(Excerpts from a dataset)
= = = =

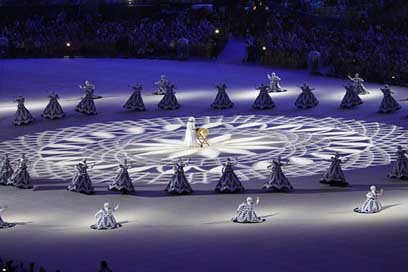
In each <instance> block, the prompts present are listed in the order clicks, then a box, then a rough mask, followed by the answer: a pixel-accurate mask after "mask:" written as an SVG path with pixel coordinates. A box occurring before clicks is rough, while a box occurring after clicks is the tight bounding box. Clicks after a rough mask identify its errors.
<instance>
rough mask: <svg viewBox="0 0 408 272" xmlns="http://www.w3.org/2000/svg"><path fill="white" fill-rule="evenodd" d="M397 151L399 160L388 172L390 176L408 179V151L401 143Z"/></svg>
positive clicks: (397, 161)
mask: <svg viewBox="0 0 408 272" xmlns="http://www.w3.org/2000/svg"><path fill="white" fill-rule="evenodd" d="M396 153H397V160H396V161H395V162H394V164H393V165H392V170H391V172H390V173H389V174H388V177H389V178H393V179H408V157H407V151H406V150H405V149H403V148H402V146H400V145H399V146H398V147H397V152H396Z"/></svg>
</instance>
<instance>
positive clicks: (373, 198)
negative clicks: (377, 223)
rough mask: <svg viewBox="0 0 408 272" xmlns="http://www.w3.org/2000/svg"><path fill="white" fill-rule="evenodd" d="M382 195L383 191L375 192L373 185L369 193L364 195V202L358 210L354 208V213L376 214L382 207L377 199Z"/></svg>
mask: <svg viewBox="0 0 408 272" xmlns="http://www.w3.org/2000/svg"><path fill="white" fill-rule="evenodd" d="M382 194H383V190H382V189H381V190H380V191H377V188H376V187H375V186H374V185H373V186H371V187H370V191H369V192H368V193H367V194H366V197H367V199H366V201H365V202H364V204H363V205H362V206H361V207H360V208H355V209H354V211H355V212H358V213H377V212H379V211H381V209H382V206H381V203H380V201H379V200H378V197H379V196H380V195H382Z"/></svg>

= = = =

PROBLEM DETAILS:
Present every line of the listing above as a numbered list, skipping any blank lines. Leave the pictures out of your answer.

OUTPUT BELOW:
1. In each <instance> block, the prompts present are listed in the order clicks, then a box, then a rough mask, followed by the answer: a pixel-accurate mask after "mask:" written as an SVG path with pixel coordinates. A box occurring before clicks is rough, while a box occurring after clicks is the tight bounding box. Clicks after a rough mask identify its errors.
2. <instance>
3. rough mask: <svg viewBox="0 0 408 272" xmlns="http://www.w3.org/2000/svg"><path fill="white" fill-rule="evenodd" d="M397 151L399 160L388 172L390 176L408 179V151L401 143Z"/></svg>
4. positive clicks: (397, 161)
5. mask: <svg viewBox="0 0 408 272" xmlns="http://www.w3.org/2000/svg"><path fill="white" fill-rule="evenodd" d="M396 153H397V160H396V161H395V162H394V164H393V165H392V170H391V172H390V173H389V174H388V177H389V178H393V179H408V157H407V151H406V150H405V149H403V148H402V146H400V145H399V146H398V147H397V152H396Z"/></svg>
6. </instance>
7. <instance>
8. positive clicks: (373, 198)
9. negative clicks: (377, 223)
10. rough mask: <svg viewBox="0 0 408 272" xmlns="http://www.w3.org/2000/svg"><path fill="white" fill-rule="evenodd" d="M382 195L383 191L375 192L373 185L369 193L364 195V202L358 210L354 208V213L376 214L382 207L377 199Z"/></svg>
11. mask: <svg viewBox="0 0 408 272" xmlns="http://www.w3.org/2000/svg"><path fill="white" fill-rule="evenodd" d="M382 194H383V190H382V189H381V190H380V191H377V188H376V187H375V186H374V185H373V186H371V187H370V191H369V192H368V193H367V194H366V197H367V199H366V201H365V202H364V204H363V205H362V206H361V207H360V208H355V209H354V211H355V212H358V213H377V212H379V211H381V209H382V206H381V203H380V201H379V200H378V197H379V196H380V195H382Z"/></svg>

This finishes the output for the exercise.